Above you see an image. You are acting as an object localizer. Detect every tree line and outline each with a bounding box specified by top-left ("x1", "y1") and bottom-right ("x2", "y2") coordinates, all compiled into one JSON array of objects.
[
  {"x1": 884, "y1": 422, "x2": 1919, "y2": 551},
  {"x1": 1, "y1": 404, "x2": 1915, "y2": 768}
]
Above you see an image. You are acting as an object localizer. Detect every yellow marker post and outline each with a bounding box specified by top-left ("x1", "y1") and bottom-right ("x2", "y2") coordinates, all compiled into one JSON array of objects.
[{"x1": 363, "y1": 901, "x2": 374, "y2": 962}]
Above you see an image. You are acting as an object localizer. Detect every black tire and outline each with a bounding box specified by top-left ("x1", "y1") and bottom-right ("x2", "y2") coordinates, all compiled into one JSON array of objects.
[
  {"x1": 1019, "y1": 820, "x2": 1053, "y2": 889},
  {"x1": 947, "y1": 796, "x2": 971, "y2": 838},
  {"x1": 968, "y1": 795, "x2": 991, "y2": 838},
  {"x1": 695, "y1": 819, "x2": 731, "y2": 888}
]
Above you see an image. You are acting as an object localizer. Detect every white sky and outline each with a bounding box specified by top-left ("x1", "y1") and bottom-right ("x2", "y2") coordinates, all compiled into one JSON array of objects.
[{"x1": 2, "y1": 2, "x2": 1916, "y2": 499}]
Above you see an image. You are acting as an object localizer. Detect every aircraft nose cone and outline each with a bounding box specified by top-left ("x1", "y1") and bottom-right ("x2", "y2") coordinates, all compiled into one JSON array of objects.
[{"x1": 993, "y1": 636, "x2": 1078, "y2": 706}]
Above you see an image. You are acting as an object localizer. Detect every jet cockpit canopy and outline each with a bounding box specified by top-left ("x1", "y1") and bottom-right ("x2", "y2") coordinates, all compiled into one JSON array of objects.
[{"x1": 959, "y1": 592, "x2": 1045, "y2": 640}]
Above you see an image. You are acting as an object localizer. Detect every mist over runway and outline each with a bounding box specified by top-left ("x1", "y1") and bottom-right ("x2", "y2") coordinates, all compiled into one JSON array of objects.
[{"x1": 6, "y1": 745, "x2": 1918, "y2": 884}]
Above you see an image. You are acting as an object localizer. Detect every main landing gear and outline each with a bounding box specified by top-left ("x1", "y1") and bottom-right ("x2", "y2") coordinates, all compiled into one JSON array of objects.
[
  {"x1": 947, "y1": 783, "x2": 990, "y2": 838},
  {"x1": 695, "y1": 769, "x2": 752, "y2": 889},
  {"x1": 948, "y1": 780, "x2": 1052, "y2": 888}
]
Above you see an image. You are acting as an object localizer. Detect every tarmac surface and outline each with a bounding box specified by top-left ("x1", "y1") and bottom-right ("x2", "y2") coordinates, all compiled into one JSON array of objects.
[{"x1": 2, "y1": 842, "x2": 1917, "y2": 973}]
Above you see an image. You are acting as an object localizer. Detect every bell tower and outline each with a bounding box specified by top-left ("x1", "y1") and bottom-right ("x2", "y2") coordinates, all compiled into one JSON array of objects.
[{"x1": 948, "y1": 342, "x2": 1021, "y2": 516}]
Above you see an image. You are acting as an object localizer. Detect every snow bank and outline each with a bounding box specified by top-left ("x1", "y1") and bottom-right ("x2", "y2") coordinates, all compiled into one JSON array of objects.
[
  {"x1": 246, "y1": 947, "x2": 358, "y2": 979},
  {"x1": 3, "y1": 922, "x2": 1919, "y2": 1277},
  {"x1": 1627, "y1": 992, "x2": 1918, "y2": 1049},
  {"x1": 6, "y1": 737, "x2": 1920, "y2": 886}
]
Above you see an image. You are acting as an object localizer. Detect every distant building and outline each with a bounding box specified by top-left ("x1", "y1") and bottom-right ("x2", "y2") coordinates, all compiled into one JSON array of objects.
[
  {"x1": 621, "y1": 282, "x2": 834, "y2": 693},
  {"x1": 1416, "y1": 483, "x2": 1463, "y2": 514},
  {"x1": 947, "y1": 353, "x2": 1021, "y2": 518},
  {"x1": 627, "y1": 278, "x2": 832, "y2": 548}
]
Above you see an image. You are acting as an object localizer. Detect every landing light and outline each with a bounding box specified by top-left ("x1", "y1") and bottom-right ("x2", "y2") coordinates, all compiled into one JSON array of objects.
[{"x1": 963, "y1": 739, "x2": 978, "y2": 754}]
_____
## Required work:
Write out the data above once more, exactly as it stands.

## Exercise answer:
Above you see an image. You are acting as an object localizer. Detect every tree line and outline each with a bounding box specified by top-left ("x1", "y1") and bottom-right ("x2", "y2") coordinates, all compiled into one JSON array of objects.
[
  {"x1": 884, "y1": 422, "x2": 1919, "y2": 551},
  {"x1": 1, "y1": 404, "x2": 1915, "y2": 768}
]
Above you see an image. You are acting as an object localizer. Detect every yellow marker post and outline each with a bounding box specified by top-left ("x1", "y1") and bottom-right ("x2", "y2") coordinates, all compiled into one JSON array of objects.
[{"x1": 363, "y1": 901, "x2": 374, "y2": 962}]
Above you see an image. You are acting as an object localizer. Detect every black tire and outline each with a bounding box specified by top-left ("x1", "y1") and bottom-right ("x2", "y2") coordinates, all compiled into one JSON array of objects.
[
  {"x1": 1019, "y1": 820, "x2": 1053, "y2": 889},
  {"x1": 947, "y1": 796, "x2": 971, "y2": 838},
  {"x1": 968, "y1": 795, "x2": 991, "y2": 838},
  {"x1": 695, "y1": 819, "x2": 731, "y2": 888}
]
Above you see an image. You are acting as an object localizer. Detect every white sky and outline each with a bounding box specified by top-left ("x1", "y1") and bottom-right ("x2", "y2") coordinates, all compiled into one JSON array of objects.
[{"x1": 2, "y1": 2, "x2": 1916, "y2": 499}]
Above you see an image. You are acting as an object localizer. Detect every aircraft nose cone and outline each with a bounding box specified by top-left ("x1", "y1") and bottom-right ("x2", "y2") coordinates, all compiled into one JSON array of objects.
[{"x1": 993, "y1": 636, "x2": 1078, "y2": 706}]
Above you see an image. You are acting as an object localizer. Detect every jet cockpit canopy and outline each with a bounding box specified by top-left ("x1", "y1") and bottom-right ("x2", "y2") coordinates, all compiled into one JSON array of objects.
[{"x1": 959, "y1": 592, "x2": 1045, "y2": 640}]
Above you see an image. You are acting as an object localizer. Detect every mist over runway and outline each with a bounding box specified by top-left ("x1", "y1") and bottom-right ("x2", "y2") coordinates, all compiled into one JSON array of objects.
[{"x1": 6, "y1": 745, "x2": 1918, "y2": 884}]
Above you see an image. You are acting as an object localizer. Detect every main landing gear and outline each with a bounding box specified by top-left ("x1", "y1") and bottom-right ("x2", "y2") coordinates, all compiled into one JSON array of objects.
[
  {"x1": 947, "y1": 783, "x2": 990, "y2": 838},
  {"x1": 695, "y1": 769, "x2": 752, "y2": 889},
  {"x1": 948, "y1": 780, "x2": 1052, "y2": 888}
]
Above you see an image. You are acting as an object localizer. Detect every tarmac surface and outline each with a bounding box specified by top-left ("x1", "y1") and bottom-right ("x2", "y2") coordinates, all compiled into one JSON array of objects.
[{"x1": 2, "y1": 842, "x2": 1917, "y2": 973}]
Above you see an image. You are acting as an object localizer. Detect every bell tower and outline each with a bounding box specified by top-left ("x1", "y1") and bottom-right ("x2", "y2") coordinates, all compiled into one JSON array of objects.
[{"x1": 948, "y1": 342, "x2": 1021, "y2": 516}]
Above you see an image. You are acting as an object localizer. Detect every snow bank and outline each with a bounding box specified by top-left ("x1", "y1") and bottom-right ("x2", "y2") coordinates, all compiled into one JSON array of objects.
[
  {"x1": 246, "y1": 947, "x2": 358, "y2": 979},
  {"x1": 3, "y1": 922, "x2": 1919, "y2": 1277},
  {"x1": 1627, "y1": 992, "x2": 1918, "y2": 1049},
  {"x1": 6, "y1": 737, "x2": 1920, "y2": 886}
]
Above you see an image. You are acting as an object localizer. Detect every distant building and outline each with a bounding box specified by top-left ("x1", "y1") and bottom-right ("x2", "y2") coordinates, all compiled into one JSON array of objects.
[
  {"x1": 621, "y1": 282, "x2": 834, "y2": 693},
  {"x1": 1416, "y1": 483, "x2": 1463, "y2": 514},
  {"x1": 947, "y1": 353, "x2": 1021, "y2": 518},
  {"x1": 627, "y1": 278, "x2": 832, "y2": 548}
]
Above you see an image. You are acting as an object localizer. Detect every landing light and outline each with a bounding box specified by top-left ("x1", "y1") and bottom-right ("x2", "y2") coordinates, all compiled into one JSON array of objects.
[{"x1": 963, "y1": 739, "x2": 978, "y2": 754}]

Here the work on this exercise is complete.